Output exactly the lines from the line with "In this picture, where can the canal" through the end of the records below. Include nothing else.

[A block of data]
>>
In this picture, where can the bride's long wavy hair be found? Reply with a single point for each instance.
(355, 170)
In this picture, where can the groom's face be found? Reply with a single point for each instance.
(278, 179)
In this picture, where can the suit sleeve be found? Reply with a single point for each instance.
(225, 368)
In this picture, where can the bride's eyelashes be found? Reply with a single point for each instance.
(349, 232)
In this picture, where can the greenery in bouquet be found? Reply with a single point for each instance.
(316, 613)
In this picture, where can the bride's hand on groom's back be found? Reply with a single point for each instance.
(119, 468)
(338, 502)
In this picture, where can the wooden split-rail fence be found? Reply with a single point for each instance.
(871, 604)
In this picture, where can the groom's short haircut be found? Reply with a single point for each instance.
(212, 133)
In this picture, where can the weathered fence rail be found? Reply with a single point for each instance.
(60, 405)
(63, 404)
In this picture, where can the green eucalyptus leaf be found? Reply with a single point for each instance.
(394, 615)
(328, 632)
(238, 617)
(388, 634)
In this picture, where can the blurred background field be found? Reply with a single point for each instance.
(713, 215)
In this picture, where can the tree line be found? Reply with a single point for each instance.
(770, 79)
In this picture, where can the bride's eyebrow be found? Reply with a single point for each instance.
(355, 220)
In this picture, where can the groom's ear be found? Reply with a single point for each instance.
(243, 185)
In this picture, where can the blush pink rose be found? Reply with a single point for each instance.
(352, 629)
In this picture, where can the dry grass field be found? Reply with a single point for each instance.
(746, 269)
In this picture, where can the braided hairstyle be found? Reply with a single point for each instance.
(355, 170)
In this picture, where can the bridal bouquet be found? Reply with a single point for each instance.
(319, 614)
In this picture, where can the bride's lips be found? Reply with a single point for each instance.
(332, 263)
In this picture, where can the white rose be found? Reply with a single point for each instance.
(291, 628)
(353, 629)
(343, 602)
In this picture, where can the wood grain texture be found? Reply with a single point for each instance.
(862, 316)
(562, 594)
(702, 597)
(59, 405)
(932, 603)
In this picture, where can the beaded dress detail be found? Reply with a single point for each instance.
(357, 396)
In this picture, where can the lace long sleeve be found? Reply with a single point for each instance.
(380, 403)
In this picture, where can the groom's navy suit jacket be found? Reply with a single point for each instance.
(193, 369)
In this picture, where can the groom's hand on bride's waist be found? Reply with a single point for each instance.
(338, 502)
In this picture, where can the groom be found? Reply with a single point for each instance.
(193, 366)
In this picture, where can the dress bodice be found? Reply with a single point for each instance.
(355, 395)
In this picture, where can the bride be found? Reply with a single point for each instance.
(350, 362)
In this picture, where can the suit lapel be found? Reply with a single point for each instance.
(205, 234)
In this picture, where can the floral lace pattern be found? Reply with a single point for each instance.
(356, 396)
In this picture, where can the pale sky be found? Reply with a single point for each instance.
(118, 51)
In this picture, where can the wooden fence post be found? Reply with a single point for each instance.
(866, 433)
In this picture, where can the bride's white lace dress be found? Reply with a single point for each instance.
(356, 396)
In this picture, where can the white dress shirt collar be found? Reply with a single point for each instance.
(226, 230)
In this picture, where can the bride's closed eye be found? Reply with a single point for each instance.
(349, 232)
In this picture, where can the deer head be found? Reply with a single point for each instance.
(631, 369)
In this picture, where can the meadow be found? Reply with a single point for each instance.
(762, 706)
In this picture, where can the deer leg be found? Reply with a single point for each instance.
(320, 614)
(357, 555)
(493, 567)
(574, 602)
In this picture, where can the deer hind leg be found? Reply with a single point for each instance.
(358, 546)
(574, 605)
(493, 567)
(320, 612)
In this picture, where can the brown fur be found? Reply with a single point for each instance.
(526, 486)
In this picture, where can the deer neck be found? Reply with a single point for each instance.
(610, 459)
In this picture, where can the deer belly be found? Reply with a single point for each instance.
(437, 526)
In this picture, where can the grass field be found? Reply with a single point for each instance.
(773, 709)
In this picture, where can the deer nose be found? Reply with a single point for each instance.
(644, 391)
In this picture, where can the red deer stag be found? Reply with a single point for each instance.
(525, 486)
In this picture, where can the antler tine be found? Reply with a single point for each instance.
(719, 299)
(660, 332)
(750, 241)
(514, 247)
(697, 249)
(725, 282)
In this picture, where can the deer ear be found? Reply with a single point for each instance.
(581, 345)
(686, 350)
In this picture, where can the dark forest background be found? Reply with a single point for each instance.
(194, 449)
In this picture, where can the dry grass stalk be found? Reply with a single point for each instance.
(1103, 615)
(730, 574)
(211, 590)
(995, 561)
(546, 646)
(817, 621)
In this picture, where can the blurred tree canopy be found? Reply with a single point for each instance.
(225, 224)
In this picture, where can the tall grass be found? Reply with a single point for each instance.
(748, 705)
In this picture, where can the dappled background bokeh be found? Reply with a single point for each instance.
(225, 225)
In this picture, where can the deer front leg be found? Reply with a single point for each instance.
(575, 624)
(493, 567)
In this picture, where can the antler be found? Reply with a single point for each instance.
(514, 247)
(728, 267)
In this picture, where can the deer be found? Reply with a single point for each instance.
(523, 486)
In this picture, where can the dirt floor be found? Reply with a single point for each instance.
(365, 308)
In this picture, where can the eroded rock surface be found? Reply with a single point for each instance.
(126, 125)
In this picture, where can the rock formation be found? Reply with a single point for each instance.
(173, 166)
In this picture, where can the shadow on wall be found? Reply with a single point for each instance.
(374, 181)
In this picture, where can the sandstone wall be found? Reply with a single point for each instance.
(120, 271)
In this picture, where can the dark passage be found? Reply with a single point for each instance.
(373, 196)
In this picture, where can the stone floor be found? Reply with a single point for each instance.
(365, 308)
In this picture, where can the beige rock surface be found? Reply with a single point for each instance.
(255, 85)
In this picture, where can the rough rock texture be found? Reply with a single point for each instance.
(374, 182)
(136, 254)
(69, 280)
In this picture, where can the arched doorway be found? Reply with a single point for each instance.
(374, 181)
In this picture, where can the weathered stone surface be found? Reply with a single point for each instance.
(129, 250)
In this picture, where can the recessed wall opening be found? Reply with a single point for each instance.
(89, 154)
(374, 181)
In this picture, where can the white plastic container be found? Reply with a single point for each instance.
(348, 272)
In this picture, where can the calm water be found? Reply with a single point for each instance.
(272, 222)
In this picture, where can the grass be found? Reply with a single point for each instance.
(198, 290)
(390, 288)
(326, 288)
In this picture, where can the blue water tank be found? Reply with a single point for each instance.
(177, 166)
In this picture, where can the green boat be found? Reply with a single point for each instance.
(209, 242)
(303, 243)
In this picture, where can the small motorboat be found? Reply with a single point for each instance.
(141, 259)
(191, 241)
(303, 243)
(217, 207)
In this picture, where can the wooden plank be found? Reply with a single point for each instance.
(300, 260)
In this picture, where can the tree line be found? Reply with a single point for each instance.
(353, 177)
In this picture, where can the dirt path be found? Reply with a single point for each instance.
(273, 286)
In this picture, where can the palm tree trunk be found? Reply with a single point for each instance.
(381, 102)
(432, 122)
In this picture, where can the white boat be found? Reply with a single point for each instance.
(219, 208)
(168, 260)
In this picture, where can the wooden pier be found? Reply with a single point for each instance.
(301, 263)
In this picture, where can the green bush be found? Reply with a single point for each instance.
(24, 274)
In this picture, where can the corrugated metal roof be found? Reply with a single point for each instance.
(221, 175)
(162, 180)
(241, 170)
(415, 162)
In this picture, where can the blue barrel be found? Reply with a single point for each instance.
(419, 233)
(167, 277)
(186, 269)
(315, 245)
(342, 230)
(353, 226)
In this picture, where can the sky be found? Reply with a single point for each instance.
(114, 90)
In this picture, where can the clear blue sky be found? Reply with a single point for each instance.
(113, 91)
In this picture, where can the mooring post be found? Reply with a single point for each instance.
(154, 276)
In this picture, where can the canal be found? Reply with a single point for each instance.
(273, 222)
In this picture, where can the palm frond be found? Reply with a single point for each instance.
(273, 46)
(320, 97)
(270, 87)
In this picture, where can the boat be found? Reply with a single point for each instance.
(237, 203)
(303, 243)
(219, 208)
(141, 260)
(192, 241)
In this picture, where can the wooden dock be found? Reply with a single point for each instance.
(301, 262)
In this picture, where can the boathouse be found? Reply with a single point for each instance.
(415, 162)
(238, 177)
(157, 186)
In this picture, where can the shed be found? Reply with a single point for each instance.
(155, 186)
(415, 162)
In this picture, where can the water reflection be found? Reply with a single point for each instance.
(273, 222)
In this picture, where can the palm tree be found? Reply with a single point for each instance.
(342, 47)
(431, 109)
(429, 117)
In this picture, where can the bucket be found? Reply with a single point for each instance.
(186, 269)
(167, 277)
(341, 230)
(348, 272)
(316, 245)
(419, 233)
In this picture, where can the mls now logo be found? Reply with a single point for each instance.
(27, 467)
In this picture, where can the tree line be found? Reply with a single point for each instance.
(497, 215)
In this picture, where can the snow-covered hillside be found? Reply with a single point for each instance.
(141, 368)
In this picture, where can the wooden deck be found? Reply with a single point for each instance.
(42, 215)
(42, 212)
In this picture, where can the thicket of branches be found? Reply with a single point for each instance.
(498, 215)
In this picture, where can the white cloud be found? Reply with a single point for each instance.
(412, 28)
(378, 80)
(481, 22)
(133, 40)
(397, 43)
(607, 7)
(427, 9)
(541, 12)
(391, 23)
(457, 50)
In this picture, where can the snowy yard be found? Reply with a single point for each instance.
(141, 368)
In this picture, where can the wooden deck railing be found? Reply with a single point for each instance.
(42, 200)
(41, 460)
<<
Output of the exercise >>
In this picture, where can the canal be found? Reply with a single point for each instance.
(273, 222)
In this picture, where can the palm frond be found? Reply with a single point for each instance.
(273, 46)
(320, 97)
(270, 87)
In this picture, where can the boat be found? Reply with a single point for each instance.
(237, 203)
(303, 243)
(219, 208)
(141, 260)
(192, 241)
In this picture, where can the wooden dock be found? Reply with a single point for each instance.
(301, 262)
In this picture, where can the boathouse be found? Reply with a single point for each instance.
(415, 162)
(238, 177)
(157, 186)
In this picture, where can the shed be found? Reply with a single point for each instance.
(155, 186)
(415, 162)
In this picture, where can the water reflection be found? Reply with a single point for each instance.
(273, 222)
In this picture, where can the palm tree be found? Reply with a single point for each instance.
(342, 47)
(431, 109)
(429, 117)
In this picture, where can the bucket be found? Reply with a single point for each instance.
(186, 269)
(167, 277)
(341, 230)
(348, 272)
(316, 245)
(419, 233)
In this picture, where can the mls now logo be found? Reply with a single point for each instance.
(27, 467)
In this picture, where can the tree line be found? Reply with a single point for each instance.
(497, 215)
In this picture, where can the snow-covered hillside be found? Reply with a single point for each instance.
(141, 368)
In this picture, where can the wooden deck be found? Reply with a single point for each instance.
(42, 215)
(42, 212)
In this picture, where can the thicket of branches be found? Reply with a single point for each instance.
(498, 215)
In this picture, where can the white cloud be found? Reply with a single point for each instance.
(412, 28)
(378, 80)
(481, 22)
(133, 40)
(397, 43)
(607, 7)
(427, 9)
(541, 12)
(391, 23)
(457, 50)
In this picture, where can the snowy yard be found? Reply with a single point for each instance.
(141, 368)
In this picture, where can the wooden deck railing be found? Reply with a single point for each instance.
(42, 200)
(41, 460)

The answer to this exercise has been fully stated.